▶ [Record excerpts]
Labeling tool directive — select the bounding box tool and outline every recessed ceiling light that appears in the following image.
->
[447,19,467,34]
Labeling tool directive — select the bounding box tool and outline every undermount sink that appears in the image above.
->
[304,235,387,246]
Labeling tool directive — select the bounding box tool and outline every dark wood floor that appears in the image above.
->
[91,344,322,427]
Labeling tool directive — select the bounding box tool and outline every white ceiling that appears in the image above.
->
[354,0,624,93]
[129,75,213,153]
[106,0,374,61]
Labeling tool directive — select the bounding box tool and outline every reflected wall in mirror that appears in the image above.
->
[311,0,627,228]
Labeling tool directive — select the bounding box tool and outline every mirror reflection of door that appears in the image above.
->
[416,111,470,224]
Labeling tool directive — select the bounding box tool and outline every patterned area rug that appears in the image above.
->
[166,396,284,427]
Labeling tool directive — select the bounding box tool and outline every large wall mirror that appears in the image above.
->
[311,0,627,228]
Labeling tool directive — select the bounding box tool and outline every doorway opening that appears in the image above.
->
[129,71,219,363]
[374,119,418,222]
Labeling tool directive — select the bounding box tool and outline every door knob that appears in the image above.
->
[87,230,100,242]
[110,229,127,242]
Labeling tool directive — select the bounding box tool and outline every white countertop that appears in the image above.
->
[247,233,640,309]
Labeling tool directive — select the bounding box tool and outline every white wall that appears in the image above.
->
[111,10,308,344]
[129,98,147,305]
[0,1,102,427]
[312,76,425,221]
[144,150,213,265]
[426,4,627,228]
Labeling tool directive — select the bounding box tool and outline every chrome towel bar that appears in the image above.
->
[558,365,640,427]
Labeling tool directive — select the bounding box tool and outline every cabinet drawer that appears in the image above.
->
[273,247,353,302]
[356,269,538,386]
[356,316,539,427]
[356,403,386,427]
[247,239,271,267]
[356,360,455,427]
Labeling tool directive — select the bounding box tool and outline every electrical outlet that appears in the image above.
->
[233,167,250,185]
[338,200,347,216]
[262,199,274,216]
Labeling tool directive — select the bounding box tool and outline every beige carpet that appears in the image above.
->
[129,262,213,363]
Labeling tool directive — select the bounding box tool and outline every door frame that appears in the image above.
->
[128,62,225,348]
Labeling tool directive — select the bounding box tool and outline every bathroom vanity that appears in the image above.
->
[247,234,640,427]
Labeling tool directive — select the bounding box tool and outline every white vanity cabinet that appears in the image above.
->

▶ [The exercise] Rewrite all of the records above with every instance of "outline" changed to "mark", and leave every other part unchanged.

▶ [Task result]
Labeling tool directive — select the bounding box tool and mark every recessed ceiling light that appears in the following image.
->
[447,19,467,34]
Labeling tool directive — select the bounding box tool and mark every undermount sink that appears in the image above.
->
[304,235,387,246]
Labeling tool directive — select the bounding box tool and mark every dark wood floor that appears in the image above.
->
[91,344,322,427]
Labeling tool directive — select the bounding box tool and mark every white ceiling that appears in the image above.
->
[354,0,624,93]
[129,75,213,153]
[106,0,374,61]
Labeling tool directive — select the bounding box tool and mark every reflected wall in mirror that appears in the image above.
->
[311,0,627,228]
Labeling tool directive — select the bounding box tool and mark every mirror reflection of door that appears in the image above.
->
[416,111,470,224]
Labeling tool directive — select the bounding box tool and mark every patterned area rug that appears in the image above.
->
[166,396,284,427]
Labeling tool directive — select the bounding box tool and mark every large wall mirror that appears in the image above.
->
[311,0,627,228]
Labeling tool directive — select the bounding box tool and mark every doorway opening that appears in the image above.
->
[129,71,219,363]
[374,119,418,222]
Labeling tool directive — select the bounding box tool and mark every door knob that appears in the image above.
->
[87,230,100,242]
[110,229,127,242]
Labeling tool directive — select the bounding box tool and mark every white countertop that appears in the image above.
->
[247,233,640,309]
Labeling tool directive — select the bounding box tool and mark every white wall that appears in the image above.
->
[111,10,308,344]
[129,98,147,305]
[0,1,102,427]
[312,76,425,221]
[144,150,213,265]
[426,4,627,228]
Labeling tool directive — select the bounding box tool and mark every chrome towel bar that appears in the image above.
->
[558,365,640,427]
Labeling tool directive — select the bounding box tool and mark every cabinet drawer that appears in the image above.
->
[273,247,353,302]
[356,269,538,386]
[356,316,539,427]
[356,403,386,427]
[247,239,271,267]
[356,360,455,427]
Labeling tool directive — select the bounding box tool and mark every electrical outlet that appears in the image above.
->
[233,167,250,185]
[338,200,347,216]
[262,199,274,216]
Labeling tool directive — select the bounding box tool and mark every beige carpet that appears in the image above.
->
[129,262,213,363]
Labeling tool directive — select the bounding box tool and mark every door frame that appears in the image above.
->
[128,62,225,348]
Labeling tool directive — select the bounding box tool and mark every bathroom vanity that appears in the image above.
->
[247,234,640,427]
Labeling tool directive — select the bounding box tool and mark every white vanity cabinet that appears in the image above.
->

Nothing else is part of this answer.